• Set task
Reproduce the items word for word, starting at their first line and stopping after the line that contains "Trace the outline of every instance of the portrait". Leave the pictures out of your answer.

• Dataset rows
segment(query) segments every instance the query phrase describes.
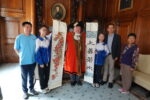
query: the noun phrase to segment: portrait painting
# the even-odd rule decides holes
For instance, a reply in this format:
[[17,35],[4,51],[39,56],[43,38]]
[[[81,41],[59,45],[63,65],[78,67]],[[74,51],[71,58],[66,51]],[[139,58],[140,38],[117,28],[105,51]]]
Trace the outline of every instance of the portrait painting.
[[66,16],[66,9],[63,4],[56,3],[51,8],[51,17],[56,20],[63,20]]
[[131,9],[133,7],[133,0],[119,0],[119,11]]

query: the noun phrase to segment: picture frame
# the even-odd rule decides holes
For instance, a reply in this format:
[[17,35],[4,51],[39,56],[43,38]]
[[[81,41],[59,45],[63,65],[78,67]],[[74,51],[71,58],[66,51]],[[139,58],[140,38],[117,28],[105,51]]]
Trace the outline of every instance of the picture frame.
[[133,8],[133,0],[119,0],[119,11],[126,11]]
[[51,17],[55,20],[63,20],[66,16],[66,9],[63,4],[55,3],[51,7]]

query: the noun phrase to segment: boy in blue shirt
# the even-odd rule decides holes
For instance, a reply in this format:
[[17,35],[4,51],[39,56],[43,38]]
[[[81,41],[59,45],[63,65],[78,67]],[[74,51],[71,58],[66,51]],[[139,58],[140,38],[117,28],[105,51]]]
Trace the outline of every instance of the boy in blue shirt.
[[32,24],[30,22],[22,23],[24,33],[18,35],[15,40],[14,49],[19,56],[22,76],[22,89],[24,92],[24,99],[28,99],[27,82],[29,77],[30,93],[37,95],[34,90],[34,69],[35,63],[35,40],[36,36],[31,34]]
[[96,51],[95,51],[95,62],[94,62],[94,84],[93,87],[100,87],[101,81],[101,70],[105,62],[106,56],[109,54],[107,44],[104,43],[105,35],[100,33],[98,35]]

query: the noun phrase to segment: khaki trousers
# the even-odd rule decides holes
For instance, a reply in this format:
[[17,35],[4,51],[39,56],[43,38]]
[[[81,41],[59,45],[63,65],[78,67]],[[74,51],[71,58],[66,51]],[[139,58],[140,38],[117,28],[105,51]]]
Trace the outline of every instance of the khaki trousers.
[[[109,55],[106,57],[105,59],[105,64],[104,64],[104,75],[103,75],[103,81],[107,81],[108,78],[108,82],[109,83],[113,83],[114,80],[114,64],[115,61],[112,58],[112,55]],[[109,75],[109,77],[108,77]]]
[[132,73],[131,67],[125,64],[121,64],[121,76],[122,76],[122,87],[126,91],[129,91],[132,84]]

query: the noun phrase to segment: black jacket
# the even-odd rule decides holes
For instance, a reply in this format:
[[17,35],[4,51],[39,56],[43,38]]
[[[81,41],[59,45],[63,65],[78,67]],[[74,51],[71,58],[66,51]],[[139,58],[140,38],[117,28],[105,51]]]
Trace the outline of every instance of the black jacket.
[[[107,43],[108,40],[108,34],[105,35],[105,43]],[[111,53],[113,59],[116,57],[120,57],[120,52],[121,52],[121,37],[118,34],[114,34],[113,42],[112,42],[112,47],[111,47]]]

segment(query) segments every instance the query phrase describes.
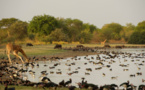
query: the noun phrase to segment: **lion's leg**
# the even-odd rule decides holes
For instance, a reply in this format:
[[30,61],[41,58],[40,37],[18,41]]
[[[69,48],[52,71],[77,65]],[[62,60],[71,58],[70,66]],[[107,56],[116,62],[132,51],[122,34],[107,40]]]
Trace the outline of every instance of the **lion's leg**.
[[14,52],[13,52],[13,54],[14,54],[16,57],[20,58],[20,59],[21,59],[21,61],[22,61],[22,63],[24,63],[24,61],[23,61],[22,57],[21,57],[21,56],[19,56],[19,55],[18,55],[18,53],[17,53],[16,51],[14,51]]
[[9,63],[12,64],[12,60],[10,58],[10,52],[7,52],[7,56],[8,56],[8,59],[9,59]]

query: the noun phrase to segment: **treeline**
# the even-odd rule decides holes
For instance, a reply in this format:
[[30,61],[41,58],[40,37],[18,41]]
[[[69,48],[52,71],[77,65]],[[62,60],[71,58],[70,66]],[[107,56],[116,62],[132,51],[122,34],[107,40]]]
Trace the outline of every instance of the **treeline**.
[[100,43],[105,39],[109,43],[145,44],[145,21],[139,22],[137,26],[131,23],[126,26],[109,23],[99,29],[79,19],[50,15],[34,16],[30,22],[16,18],[0,20],[0,43],[27,40]]

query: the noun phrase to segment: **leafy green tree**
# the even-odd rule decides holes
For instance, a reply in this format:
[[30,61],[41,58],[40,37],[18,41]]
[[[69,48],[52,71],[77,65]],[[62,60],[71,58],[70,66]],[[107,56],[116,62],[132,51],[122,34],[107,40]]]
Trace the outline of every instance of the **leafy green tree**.
[[98,28],[94,25],[90,25],[88,23],[83,24],[83,29],[90,29],[90,32],[93,33],[96,31]]
[[135,26],[132,23],[127,23],[126,26],[123,27],[123,30],[120,32],[120,35],[122,38],[124,38],[125,41],[128,41],[134,30]]
[[28,33],[49,35],[56,27],[58,27],[57,25],[57,20],[53,16],[34,16],[28,26]]
[[145,21],[139,22],[135,31],[130,36],[128,43],[145,44]]
[[120,40],[120,32],[123,30],[123,27],[118,24],[118,23],[110,23],[110,24],[105,24],[102,27],[102,34],[103,37],[106,39],[114,39],[114,40]]
[[16,40],[22,40],[27,36],[27,27],[26,22],[17,21],[10,26],[10,38]]
[[[7,32],[5,33],[6,36],[10,36],[10,26],[15,23],[16,21],[20,21],[16,18],[4,18],[2,20],[0,20],[0,30],[4,30],[3,32]],[[5,36],[4,34],[2,36]]]
[[50,41],[66,41],[67,36],[62,32],[61,29],[55,29],[49,35],[49,40]]
[[136,26],[135,30],[137,31],[145,31],[145,21],[139,22]]
[[79,39],[81,43],[89,43],[91,39],[92,39],[92,34],[89,29],[81,31],[80,39]]

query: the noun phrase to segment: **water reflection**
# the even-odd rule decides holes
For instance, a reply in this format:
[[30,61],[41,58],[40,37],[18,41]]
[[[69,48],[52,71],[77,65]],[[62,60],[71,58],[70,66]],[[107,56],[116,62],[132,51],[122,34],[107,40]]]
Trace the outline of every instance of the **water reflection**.
[[[40,82],[43,77],[59,83],[72,79],[72,85],[85,78],[88,83],[99,86],[122,82],[139,86],[144,84],[145,49],[106,49],[106,53],[78,56],[75,58],[61,59],[58,61],[39,61],[34,66],[29,66],[23,79]],[[117,52],[117,53],[113,53]],[[111,57],[112,56],[112,57]],[[114,58],[113,58],[114,56]]]

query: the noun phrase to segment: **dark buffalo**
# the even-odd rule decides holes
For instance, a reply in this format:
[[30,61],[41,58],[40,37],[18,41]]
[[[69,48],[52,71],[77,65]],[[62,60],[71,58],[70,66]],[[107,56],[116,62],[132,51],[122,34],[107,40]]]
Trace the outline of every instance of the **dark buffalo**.
[[27,43],[26,46],[33,46],[33,44],[32,43]]
[[62,45],[61,44],[56,44],[54,49],[62,49]]
[[84,46],[83,45],[77,45],[77,48],[83,48]]
[[104,45],[104,48],[111,48],[110,45]]

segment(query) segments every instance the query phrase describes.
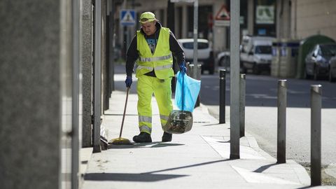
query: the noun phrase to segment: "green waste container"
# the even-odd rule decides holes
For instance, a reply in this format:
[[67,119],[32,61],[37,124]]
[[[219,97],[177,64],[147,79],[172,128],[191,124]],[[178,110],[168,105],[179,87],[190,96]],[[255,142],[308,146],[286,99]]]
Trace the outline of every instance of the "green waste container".
[[273,42],[271,76],[293,78],[296,74],[300,41],[281,39]]

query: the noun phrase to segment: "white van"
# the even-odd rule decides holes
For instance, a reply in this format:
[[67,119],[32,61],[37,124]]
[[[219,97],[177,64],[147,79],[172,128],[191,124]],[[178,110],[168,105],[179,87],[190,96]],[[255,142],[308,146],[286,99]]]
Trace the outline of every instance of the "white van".
[[244,36],[240,46],[240,66],[243,73],[248,69],[255,74],[270,71],[272,62],[272,43],[269,36]]

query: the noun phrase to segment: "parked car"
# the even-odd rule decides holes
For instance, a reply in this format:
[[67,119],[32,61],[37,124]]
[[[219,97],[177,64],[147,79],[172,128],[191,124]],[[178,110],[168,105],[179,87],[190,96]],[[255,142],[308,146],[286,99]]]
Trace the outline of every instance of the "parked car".
[[336,81],[336,56],[331,57],[329,61],[329,81]]
[[274,39],[270,36],[243,36],[240,46],[240,66],[243,73],[250,69],[255,74],[264,70],[270,71],[272,43]]
[[220,52],[217,55],[218,66],[223,67],[227,71],[230,71],[230,51]]
[[[192,63],[194,59],[194,39],[181,38],[177,40],[184,50],[186,62]],[[197,39],[197,61],[202,64],[202,74],[204,70],[209,74],[214,74],[215,71],[214,52],[206,39]]]
[[335,55],[336,43],[316,45],[306,56],[304,77],[317,80],[320,76],[328,76],[329,61]]

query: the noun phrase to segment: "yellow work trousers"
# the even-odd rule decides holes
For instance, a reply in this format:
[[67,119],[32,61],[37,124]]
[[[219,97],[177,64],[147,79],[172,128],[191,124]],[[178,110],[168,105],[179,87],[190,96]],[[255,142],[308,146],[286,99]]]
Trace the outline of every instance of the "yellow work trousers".
[[170,112],[173,110],[172,102],[172,78],[158,79],[156,77],[142,75],[138,78],[138,115],[140,132],[152,132],[152,95],[154,93],[159,107],[161,126],[166,125]]

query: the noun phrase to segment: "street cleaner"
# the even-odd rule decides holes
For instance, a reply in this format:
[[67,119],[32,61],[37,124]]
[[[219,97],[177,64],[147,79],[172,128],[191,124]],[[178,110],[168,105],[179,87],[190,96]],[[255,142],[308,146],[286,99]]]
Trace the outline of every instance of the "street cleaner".
[[[154,93],[160,111],[161,126],[164,127],[173,110],[172,78],[174,76],[173,56],[181,73],[186,74],[184,52],[169,28],[163,27],[155,15],[145,12],[140,16],[140,31],[131,42],[126,58],[126,83],[130,88],[136,61],[135,76],[138,78],[139,128],[140,134],[133,137],[134,142],[152,142],[152,105]],[[172,134],[164,132],[162,141],[171,141]]]

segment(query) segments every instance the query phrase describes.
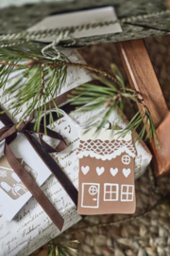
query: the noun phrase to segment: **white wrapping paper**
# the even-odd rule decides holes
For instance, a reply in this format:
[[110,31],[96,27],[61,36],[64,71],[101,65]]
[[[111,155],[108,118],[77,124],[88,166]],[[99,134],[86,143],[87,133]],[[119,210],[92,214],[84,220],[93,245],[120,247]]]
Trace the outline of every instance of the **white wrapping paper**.
[[[96,111],[86,114],[76,112],[74,118],[78,122],[84,123],[94,119],[93,117],[96,114]],[[126,123],[115,112],[112,112],[110,120],[113,120],[114,123],[121,127],[126,126]],[[54,158],[76,188],[78,160],[76,152],[79,143],[77,129],[70,122],[67,117],[56,121],[54,130],[62,134],[68,147],[61,153],[53,154]],[[53,146],[57,143],[57,141],[51,138],[45,137],[45,139]],[[135,146],[137,150],[135,177],[137,178],[144,172],[150,162],[151,155],[139,142],[136,142]],[[32,152],[32,154],[35,153]],[[42,188],[64,217],[63,229],[67,229],[80,220],[80,216],[77,215],[76,209],[72,200],[53,175],[48,178]],[[60,231],[42,210],[41,206],[37,204],[34,198],[31,198],[13,221],[8,222],[5,217],[0,218],[0,255],[27,256],[59,234]]]

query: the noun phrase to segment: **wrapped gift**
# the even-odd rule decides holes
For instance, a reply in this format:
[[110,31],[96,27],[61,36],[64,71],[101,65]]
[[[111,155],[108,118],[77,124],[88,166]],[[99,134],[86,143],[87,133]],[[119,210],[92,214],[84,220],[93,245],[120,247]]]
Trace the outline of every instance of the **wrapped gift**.
[[[96,115],[98,117],[98,111],[101,112],[101,110],[97,110],[83,113],[83,115],[75,112],[71,117],[74,117],[74,119],[76,119],[79,123],[85,123],[87,120],[94,119]],[[116,112],[111,113],[110,120],[120,127],[126,127],[127,125]],[[67,144],[67,147],[62,152],[52,154],[53,158],[77,189],[78,158],[76,152],[79,146],[78,128],[67,117],[64,117],[54,123],[53,130],[61,133]],[[56,147],[59,143],[56,139],[49,138],[48,137],[45,137],[45,141],[53,147]],[[139,177],[149,164],[151,155],[138,141],[135,143],[135,148],[137,152],[135,177]],[[32,155],[36,153],[32,151]],[[37,155],[37,159],[38,157]],[[62,231],[80,220],[75,204],[54,175],[51,175],[45,181],[42,189],[64,218]],[[2,216],[0,218],[0,227],[2,256],[26,256],[60,233],[33,197],[12,221],[9,222],[5,216]]]

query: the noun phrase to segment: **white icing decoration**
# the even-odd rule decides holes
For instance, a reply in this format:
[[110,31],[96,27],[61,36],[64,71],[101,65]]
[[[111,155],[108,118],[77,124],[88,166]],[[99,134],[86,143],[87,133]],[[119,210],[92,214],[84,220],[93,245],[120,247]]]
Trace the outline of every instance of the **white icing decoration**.
[[86,167],[81,166],[81,171],[83,174],[87,174],[89,173],[89,170],[90,170],[89,166],[86,166]]
[[96,167],[96,173],[97,174],[100,176],[101,174],[103,174],[103,173],[105,172],[105,168],[104,167]]
[[78,153],[77,156],[79,158],[83,158],[84,156],[91,156],[91,157],[95,157],[96,159],[101,159],[101,160],[105,161],[105,160],[111,160],[112,158],[115,158],[116,156],[120,155],[124,152],[128,154],[131,157],[133,157],[133,158],[135,157],[135,154],[132,153],[127,146],[119,148],[118,150],[114,151],[113,153],[104,155],[96,154],[93,151],[83,151],[83,152]]

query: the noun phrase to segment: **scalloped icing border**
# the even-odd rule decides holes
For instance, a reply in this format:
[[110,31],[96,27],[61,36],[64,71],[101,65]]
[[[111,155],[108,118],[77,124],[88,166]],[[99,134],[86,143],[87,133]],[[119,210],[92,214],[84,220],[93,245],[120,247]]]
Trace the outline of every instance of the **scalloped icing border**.
[[110,155],[102,155],[93,151],[83,151],[83,152],[77,153],[77,156],[78,158],[82,158],[84,156],[91,156],[91,157],[95,157],[96,159],[101,159],[105,161],[105,160],[111,160],[112,158],[115,158],[116,156],[120,155],[124,152],[128,154],[133,158],[136,156],[136,155],[132,153],[128,148],[127,148],[127,146],[119,148],[118,150],[114,151],[113,153]]

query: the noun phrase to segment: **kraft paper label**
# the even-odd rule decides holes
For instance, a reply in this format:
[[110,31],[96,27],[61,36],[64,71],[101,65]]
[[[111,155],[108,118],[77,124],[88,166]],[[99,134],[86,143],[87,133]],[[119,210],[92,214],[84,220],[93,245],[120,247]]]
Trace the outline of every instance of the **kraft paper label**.
[[134,169],[136,151],[131,133],[81,130],[79,158],[78,213],[85,215],[134,213]]

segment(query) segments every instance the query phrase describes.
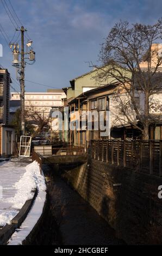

• Exercise response
segment(query) segments every instance the query phrase describes.
query: the noun phrase to segment: portrait painting
# the even-odd rule decides holes
For instance, a reply in this format:
[[17,35],[4,51],[39,56],[43,38]]
[[[81,41],[59,45],[63,65],[78,67]],[[74,51],[71,58],[66,51]],[[139,58],[140,38],[117,28],[105,51]]]
Trace the outline of every instance of the portrait painting.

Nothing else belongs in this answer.